EXCERPT PROVIDED
People were asked to share what they’ve always wanted to get off their chest.
Check out the source at the end of this article.
Woman I was going to marry cheated on me after 6 years us together. 6 months later the guy she cheated on me with won the lottery, $80 million. They have now been together for 5 years. I try to act like it doesn’t bother me but truth is, it eats me up inside. I no longer believe in karma.
A friend of mine killed herself when we were younger and no one knew why. It was because her dad molested us when we were kids, and we never told anyone.
I have a PhD in elementary and early childhood education. I’d rather get my teeth drilled than step into an elementary school classroom.
I’m not sure if she sees me as a priority or as an option and it kinda hurts.
I baked, and ate an entire pan of brownies tonight. My tummy feels weird.
I wish I knew how to not be so weird and have friends.

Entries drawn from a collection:
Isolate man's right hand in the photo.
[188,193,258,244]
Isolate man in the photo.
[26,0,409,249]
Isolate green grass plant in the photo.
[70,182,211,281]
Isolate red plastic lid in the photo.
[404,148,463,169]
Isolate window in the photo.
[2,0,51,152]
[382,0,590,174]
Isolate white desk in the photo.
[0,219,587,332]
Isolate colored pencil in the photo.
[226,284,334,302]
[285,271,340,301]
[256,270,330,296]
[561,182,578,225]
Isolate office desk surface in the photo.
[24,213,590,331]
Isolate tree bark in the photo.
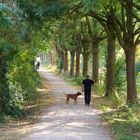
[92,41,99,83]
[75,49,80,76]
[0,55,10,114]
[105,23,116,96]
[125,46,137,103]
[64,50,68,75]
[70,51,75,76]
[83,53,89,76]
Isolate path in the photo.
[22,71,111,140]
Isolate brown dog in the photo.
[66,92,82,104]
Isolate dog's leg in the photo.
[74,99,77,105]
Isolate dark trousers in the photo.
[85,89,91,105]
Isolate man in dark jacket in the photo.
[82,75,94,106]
---
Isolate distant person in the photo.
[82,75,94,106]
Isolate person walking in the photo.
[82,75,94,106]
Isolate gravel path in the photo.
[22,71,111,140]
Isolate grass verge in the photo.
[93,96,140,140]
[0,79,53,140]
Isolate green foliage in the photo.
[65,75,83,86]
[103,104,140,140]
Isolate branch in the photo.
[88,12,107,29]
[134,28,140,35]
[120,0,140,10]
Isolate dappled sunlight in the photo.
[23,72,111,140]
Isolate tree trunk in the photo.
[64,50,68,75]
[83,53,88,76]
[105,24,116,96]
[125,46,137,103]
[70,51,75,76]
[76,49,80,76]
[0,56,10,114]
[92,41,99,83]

WORK INSTRUCTIONS
Can you reproduce word for word the part of the confessions text above that opens with the words containing "I have a PhD" and closes with "tummy feels weird."?

ANSWER TO THIS EXERCISE
I have a PhD in elementary and early childhood education. I’d rather get my teeth drilled than step into an elementary school classroom.
I’m not sure if she sees me as a priority or as an option and it kinda hurts.
I baked, and ate an entire pan of brownies tonight. My tummy feels weird.